Go through the data below and copy it exactly, skipping every picture.

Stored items
-- start --

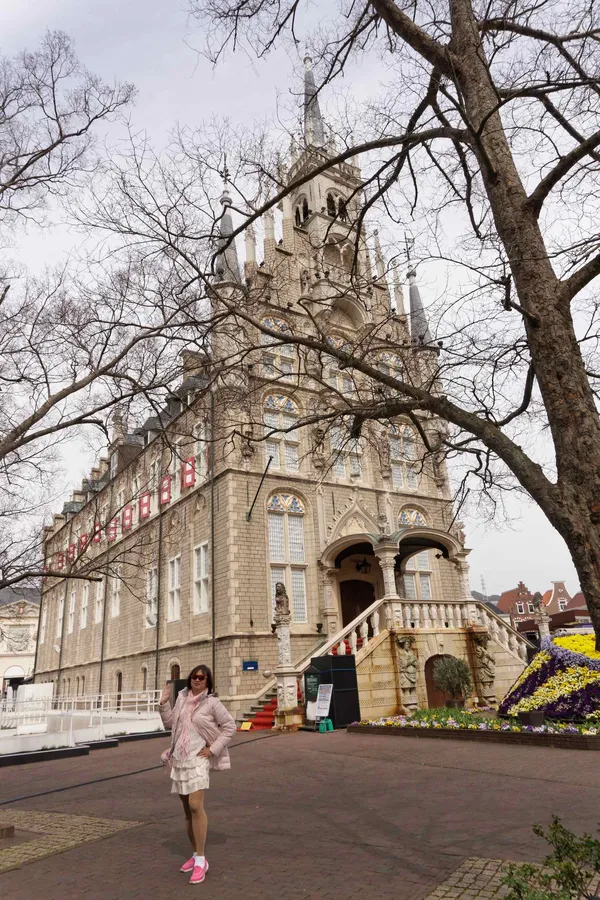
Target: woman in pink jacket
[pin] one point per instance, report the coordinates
(201, 728)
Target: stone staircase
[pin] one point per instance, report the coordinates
(359, 636)
(262, 713)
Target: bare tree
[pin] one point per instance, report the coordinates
(491, 117)
(75, 340)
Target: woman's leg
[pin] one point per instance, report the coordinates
(199, 820)
(188, 820)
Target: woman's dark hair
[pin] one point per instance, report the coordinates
(206, 672)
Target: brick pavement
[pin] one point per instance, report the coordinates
(303, 816)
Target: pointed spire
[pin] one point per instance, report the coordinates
(226, 264)
(250, 240)
(314, 129)
(379, 260)
(398, 295)
(419, 327)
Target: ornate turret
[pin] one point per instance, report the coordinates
(227, 266)
(314, 129)
(419, 326)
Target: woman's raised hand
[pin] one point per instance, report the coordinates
(166, 694)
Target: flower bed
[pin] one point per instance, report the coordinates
(470, 720)
(562, 681)
(469, 725)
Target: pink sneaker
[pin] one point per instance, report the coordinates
(188, 866)
(199, 874)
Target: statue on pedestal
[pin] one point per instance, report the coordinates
(408, 666)
(485, 662)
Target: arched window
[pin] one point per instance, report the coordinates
(281, 413)
(417, 577)
(331, 257)
(346, 453)
(411, 518)
(402, 444)
(287, 559)
(348, 259)
(339, 379)
(278, 361)
(390, 364)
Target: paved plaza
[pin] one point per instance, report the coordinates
(299, 816)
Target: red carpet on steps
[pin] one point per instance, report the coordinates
(264, 720)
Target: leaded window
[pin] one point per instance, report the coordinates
(287, 556)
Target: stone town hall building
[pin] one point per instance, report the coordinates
(187, 536)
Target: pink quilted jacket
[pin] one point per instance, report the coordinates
(212, 721)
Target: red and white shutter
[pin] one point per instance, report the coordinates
(164, 490)
(188, 472)
(145, 501)
(127, 518)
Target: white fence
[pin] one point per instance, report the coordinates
(65, 721)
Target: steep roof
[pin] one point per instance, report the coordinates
(515, 595)
(13, 595)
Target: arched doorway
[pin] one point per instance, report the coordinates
(355, 596)
(119, 689)
(435, 697)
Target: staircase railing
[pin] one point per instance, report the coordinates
(459, 614)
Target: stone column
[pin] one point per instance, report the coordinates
(288, 716)
(407, 671)
(386, 554)
(330, 607)
(485, 668)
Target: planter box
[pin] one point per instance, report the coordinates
(535, 718)
(531, 739)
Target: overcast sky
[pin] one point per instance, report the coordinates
(151, 44)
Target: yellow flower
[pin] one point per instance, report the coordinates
(579, 643)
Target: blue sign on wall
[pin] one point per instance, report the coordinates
(250, 665)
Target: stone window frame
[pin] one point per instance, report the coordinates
(288, 505)
(278, 445)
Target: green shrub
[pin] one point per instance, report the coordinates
(453, 676)
(566, 873)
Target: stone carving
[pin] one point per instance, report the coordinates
(485, 662)
(407, 669)
(282, 605)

-- end --

Solution =
Target: woman in pink jacket
[pin] one point per instance, report the coordinates
(201, 728)
Target: stone staircase
[pin] one point per instance, report the coordinates
(359, 636)
(262, 713)
Target: bare tree
[pin] one point per instance, report the coordinates
(491, 117)
(75, 340)
Target: woman's leg
[pin] one point per instance, report the coordinates
(199, 820)
(188, 820)
Target: woman's dark hair
[pin] one point per instance, report the coordinates
(206, 672)
Target: brick pavement
[pin] one point per instance, report the coordinates
(303, 816)
Target: pointed spire
[pin] one point per instance, report the coordinates
(226, 264)
(250, 240)
(314, 129)
(379, 260)
(398, 295)
(419, 327)
Target: ornate turret
[pin] one point per instance, report the coordinates
(227, 266)
(314, 129)
(419, 326)
Target: woman's raised hand
[pin] one point per instance, report the coordinates
(166, 694)
Target: flower bed
[pin] one point per instance, report the coordinates
(470, 720)
(562, 681)
(469, 725)
Target: pink sneaker
[pin] one point per instance, report the coordinates
(188, 866)
(199, 874)
Target: statue on pedestal
[pin] one point per instance, report the coordinates
(408, 666)
(485, 662)
Target: arched window
[pin] one point per instance, report the coordinates
(281, 413)
(417, 577)
(331, 257)
(346, 453)
(411, 518)
(402, 444)
(287, 559)
(348, 259)
(339, 379)
(278, 361)
(390, 364)
Target: paved plaza
[pin] one point per instance, report the coordinates
(299, 816)
Target: red carpet on steps
[pin] one point per instance, report the coordinates
(264, 720)
Target: leaded window
[pin] one point per instance, report the coordinates
(287, 556)
Target: stone town hall building
[pin] one point per instance, report the coordinates
(187, 536)
Target: pink quilted jacket
[pin] one point per instance, report the coordinates
(212, 721)
Target: red and white shutter
[pin] one point per instance, report the coordinates
(164, 490)
(188, 472)
(145, 501)
(127, 518)
Target: white fence
[pin] one point per instance, report the coordinates
(65, 721)
Target: steep roof
[pin] one point per instance, report the coordinates
(515, 595)
(13, 595)
Target: arched doorway
[pin] one point per instance, report the coordinates
(355, 596)
(119, 689)
(435, 697)
Target: staircase railing
[pin] one point per instance, report the coordinates
(459, 614)
Target: stone column
[pin] one point per instance, report the coordinates
(288, 716)
(407, 671)
(386, 554)
(330, 607)
(485, 668)
Target: planter box
[pin] one point per instance, report the coordinates
(535, 718)
(531, 739)
Target: overcast sky
[pin] one point per instance, report the coordinates
(151, 44)
Target: yellow flower
[pin] one point per instance, report the coordinates
(579, 643)
Target: blue sign on wall
[pin] one point per instance, report the coordinates
(250, 665)
Target: stone window frame
[pin] one point per instance, report the coordinates
(288, 505)
(278, 445)
Target: green shrub
[pin] one point per instance, report the coordinates
(453, 676)
(566, 873)
Target: stone carving
[pin] one point per instance, report the coordinates
(485, 662)
(407, 669)
(282, 605)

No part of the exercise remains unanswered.